Problems to work on:
[1] Summarize the email about documentation in two sentences.
[2] Answer these questions from the email about documentation:
(a) What problem with some wiki pages does Nicolas Guarin point out?
(b) Which special argument is Sin[] said to "know" about?
(c) Which property of the function is given as an example?

Selected text:
□ □ □ □
Hi,

On Thu, Aug 6, 2020 at 4:10 PM David Bailey <d...@dbailey.co.uk> wrote:
>
> On 06/08/2020 00:47, Nicolas Guarin wrote:
>
> I agree that this would be good for the project but maybe it would be a good 
> idea to polish the documentation a bit. Some of the pages in the wiki are 
> somewhat outdated and they are on the first results in a web search.
>
> Assuming you are talking about the user level documentation,  I very much 
> agree.
>
> If you look up even the simplest function - e.g. Sin[] - in Mathematica, you 
> get a simple explanation, some examples showing that it can be used with real 
> numbers, and that it 'knows' about special arguments such as Pi/3.
>
> It shows you the power series about zero and a plot of the function. It also 
> shows some properties of the function such as Sin[x] = -Sin[-x] etc etc.
>
> It also shows that Sin can be applied to complex arguments, or even to 
> matrices, and that it can be applied to a high precision floating point 
> number to deliver a high precision result.
□ □ □ □
Image point annotation entries
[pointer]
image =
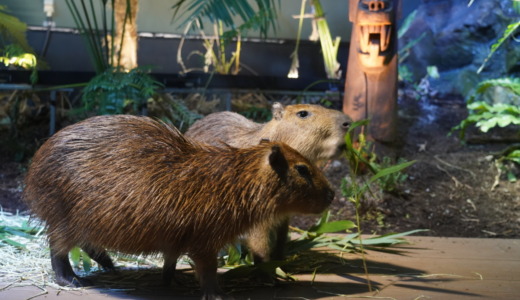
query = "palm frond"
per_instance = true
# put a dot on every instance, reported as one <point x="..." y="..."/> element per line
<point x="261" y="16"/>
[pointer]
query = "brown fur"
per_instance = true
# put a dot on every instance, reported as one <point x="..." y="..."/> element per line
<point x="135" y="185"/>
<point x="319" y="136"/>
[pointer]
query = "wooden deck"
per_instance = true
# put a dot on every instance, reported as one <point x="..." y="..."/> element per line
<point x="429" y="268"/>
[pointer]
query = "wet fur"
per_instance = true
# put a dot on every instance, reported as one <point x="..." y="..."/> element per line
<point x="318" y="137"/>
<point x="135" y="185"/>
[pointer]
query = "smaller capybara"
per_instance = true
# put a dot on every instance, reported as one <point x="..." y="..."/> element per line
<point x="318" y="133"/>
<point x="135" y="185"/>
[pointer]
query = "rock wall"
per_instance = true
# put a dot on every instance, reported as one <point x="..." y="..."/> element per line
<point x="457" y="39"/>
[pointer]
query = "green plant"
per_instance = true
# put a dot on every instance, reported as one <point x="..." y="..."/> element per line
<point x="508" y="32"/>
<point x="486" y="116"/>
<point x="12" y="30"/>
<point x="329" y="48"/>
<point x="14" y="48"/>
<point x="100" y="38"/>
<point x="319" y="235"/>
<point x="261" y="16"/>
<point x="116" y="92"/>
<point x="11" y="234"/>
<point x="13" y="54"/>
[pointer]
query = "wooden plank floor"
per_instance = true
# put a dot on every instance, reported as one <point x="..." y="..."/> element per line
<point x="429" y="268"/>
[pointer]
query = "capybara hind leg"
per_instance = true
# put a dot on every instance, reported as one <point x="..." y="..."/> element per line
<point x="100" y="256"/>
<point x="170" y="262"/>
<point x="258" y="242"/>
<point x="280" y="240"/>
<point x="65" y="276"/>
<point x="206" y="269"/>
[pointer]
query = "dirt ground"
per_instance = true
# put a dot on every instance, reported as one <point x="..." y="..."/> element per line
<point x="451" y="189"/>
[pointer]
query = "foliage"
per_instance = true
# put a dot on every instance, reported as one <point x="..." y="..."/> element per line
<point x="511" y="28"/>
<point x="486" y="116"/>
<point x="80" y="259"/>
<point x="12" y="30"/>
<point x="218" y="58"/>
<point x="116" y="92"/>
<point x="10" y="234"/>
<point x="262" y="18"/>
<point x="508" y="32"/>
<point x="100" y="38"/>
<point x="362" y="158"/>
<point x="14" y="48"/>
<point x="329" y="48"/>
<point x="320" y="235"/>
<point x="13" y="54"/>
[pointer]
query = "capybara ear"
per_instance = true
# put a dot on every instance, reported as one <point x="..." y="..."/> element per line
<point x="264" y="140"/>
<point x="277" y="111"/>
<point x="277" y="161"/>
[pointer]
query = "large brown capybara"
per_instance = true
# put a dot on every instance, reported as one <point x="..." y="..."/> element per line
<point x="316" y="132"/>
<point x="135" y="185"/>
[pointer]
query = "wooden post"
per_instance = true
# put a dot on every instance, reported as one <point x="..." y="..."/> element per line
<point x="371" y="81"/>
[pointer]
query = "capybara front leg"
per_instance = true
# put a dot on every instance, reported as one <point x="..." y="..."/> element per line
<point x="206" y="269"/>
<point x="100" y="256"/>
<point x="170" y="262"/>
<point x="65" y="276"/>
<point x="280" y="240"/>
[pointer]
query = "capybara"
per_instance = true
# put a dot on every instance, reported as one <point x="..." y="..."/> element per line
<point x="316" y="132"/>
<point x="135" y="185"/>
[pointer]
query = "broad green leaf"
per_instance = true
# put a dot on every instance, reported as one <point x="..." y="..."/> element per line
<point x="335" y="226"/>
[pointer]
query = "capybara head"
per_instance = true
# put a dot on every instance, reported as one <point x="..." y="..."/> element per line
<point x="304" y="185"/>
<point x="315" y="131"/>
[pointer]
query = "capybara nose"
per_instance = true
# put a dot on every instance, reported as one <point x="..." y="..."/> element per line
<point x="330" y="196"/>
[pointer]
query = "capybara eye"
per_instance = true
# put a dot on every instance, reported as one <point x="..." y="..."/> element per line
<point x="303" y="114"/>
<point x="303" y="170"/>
□ □ □ □
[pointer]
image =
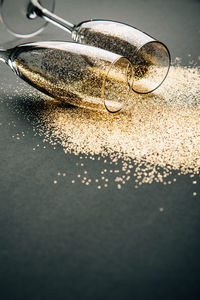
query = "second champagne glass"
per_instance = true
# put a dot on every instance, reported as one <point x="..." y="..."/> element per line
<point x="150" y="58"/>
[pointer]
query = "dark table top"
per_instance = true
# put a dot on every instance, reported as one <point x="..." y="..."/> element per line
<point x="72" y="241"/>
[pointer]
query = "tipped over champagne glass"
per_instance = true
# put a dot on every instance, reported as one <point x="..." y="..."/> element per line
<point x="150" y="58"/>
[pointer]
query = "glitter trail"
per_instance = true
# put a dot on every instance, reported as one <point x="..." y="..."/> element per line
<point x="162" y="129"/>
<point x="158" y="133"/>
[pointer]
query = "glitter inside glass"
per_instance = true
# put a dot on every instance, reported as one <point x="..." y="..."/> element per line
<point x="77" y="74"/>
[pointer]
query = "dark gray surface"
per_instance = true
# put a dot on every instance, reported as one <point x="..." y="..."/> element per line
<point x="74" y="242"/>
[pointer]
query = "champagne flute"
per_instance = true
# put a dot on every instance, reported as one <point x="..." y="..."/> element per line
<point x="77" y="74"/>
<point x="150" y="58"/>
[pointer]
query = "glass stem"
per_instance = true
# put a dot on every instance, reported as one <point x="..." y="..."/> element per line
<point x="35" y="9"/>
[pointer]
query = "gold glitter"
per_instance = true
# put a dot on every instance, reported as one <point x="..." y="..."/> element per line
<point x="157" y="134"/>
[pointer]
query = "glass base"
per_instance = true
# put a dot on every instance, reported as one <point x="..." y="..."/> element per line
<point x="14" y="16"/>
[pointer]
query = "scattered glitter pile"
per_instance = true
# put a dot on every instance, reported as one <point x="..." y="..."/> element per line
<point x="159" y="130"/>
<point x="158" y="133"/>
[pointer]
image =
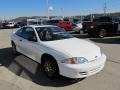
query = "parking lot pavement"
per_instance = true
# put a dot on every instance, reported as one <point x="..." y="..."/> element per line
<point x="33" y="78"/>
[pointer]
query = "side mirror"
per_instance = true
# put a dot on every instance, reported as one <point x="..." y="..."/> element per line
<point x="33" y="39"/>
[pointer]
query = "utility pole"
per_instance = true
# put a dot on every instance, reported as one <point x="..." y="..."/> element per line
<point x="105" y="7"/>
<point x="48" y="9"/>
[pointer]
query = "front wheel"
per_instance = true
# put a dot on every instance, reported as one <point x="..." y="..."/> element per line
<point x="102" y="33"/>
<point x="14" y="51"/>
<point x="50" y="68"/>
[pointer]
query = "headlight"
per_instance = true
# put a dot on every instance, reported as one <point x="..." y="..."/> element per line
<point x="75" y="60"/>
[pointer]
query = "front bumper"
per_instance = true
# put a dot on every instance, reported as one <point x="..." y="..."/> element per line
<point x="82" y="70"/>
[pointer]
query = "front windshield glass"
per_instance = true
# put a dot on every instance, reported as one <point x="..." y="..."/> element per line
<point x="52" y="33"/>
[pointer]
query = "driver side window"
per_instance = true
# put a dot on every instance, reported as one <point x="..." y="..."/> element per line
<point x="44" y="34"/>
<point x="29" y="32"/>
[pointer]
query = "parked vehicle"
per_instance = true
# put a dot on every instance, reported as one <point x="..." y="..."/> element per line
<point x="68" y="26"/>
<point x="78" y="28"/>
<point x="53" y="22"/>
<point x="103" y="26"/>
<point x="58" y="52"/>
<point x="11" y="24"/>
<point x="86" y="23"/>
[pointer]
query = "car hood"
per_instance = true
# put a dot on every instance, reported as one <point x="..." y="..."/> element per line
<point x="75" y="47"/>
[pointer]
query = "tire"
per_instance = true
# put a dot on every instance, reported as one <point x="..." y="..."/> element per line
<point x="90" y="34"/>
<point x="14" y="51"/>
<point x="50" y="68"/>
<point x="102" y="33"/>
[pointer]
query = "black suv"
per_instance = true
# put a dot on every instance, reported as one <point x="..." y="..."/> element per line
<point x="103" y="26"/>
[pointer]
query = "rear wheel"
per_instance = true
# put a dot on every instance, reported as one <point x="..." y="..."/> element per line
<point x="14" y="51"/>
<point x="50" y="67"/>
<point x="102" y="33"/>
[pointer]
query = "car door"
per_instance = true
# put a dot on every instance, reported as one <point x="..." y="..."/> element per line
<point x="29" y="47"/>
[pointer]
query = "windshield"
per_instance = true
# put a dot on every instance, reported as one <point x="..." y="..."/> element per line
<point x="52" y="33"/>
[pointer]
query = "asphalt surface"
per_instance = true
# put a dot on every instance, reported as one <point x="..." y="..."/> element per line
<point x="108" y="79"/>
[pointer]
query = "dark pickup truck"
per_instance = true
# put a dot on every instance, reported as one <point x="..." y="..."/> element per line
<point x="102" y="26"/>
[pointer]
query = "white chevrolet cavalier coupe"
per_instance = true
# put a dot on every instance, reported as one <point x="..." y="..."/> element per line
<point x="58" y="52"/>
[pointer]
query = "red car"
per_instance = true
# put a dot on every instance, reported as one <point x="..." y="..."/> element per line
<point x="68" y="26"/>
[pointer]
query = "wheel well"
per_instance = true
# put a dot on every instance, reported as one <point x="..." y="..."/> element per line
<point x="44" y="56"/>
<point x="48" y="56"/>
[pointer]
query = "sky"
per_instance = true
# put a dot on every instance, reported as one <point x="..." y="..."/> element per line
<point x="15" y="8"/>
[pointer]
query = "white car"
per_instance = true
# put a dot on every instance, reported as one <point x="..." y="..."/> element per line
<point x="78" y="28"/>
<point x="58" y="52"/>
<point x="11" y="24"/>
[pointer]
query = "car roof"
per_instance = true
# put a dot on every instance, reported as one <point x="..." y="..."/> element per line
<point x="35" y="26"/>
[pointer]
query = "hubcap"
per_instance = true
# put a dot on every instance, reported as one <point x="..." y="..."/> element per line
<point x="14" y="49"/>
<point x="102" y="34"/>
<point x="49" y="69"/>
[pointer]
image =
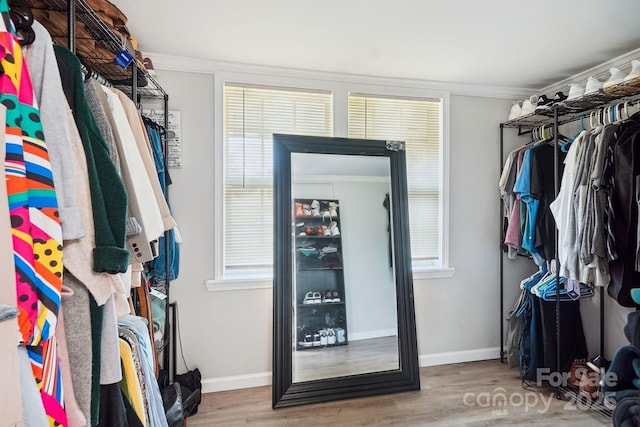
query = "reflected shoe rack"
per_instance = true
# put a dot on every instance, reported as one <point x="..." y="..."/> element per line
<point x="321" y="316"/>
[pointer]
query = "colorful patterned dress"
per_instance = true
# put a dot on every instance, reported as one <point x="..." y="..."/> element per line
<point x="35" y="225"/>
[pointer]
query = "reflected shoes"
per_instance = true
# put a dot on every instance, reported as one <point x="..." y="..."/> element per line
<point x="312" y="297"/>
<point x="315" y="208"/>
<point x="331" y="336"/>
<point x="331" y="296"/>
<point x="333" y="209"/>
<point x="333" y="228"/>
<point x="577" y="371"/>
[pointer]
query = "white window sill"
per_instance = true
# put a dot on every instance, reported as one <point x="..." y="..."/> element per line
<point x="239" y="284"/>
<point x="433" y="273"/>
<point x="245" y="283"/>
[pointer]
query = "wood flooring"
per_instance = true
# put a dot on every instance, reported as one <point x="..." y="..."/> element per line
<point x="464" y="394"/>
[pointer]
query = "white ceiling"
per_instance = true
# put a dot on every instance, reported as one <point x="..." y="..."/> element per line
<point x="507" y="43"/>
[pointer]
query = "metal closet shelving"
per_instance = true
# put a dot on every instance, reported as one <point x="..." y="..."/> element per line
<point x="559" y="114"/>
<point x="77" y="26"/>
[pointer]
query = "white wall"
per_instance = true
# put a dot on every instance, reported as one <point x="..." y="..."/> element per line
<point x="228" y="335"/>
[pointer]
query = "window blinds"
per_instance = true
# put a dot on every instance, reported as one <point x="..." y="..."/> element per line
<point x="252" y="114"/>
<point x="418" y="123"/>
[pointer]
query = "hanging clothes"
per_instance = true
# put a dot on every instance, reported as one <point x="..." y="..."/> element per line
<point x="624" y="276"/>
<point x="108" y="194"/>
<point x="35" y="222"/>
□ □ □ □
Written answers:
[1] Nicolas Guarin suggests polishing the documentation, noting that some wiki pages are somewhat outdated yet appear among the first web search results. David Bailey agrees about the user-level documentation and cites Mathematica's entry for Sin[], which gives a simple explanation, examples, the power series about zero, a plot and properties of the function, and shows it applied to complex arguments, matrices and high precision numbers.

[2]
(a) They are somewhat outdated, yet they appear among the first results in a web search.
(b) Pi/3.
(c) Sin[x] = -Sin[-x].